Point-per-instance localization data
Start of Block

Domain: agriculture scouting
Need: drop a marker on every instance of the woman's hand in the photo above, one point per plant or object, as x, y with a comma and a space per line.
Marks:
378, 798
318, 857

End of Block

[TASK DETAILS]
Give back exactly the lines running from the line that has "Need: drop a" to the end of the entries above.

[TASK SOLUTION]
Need: drop a marker on every instance of the woman's hand in the photo above, one point per plant or object, as x, y with a comma and a space per line.
Marks:
378, 798
318, 857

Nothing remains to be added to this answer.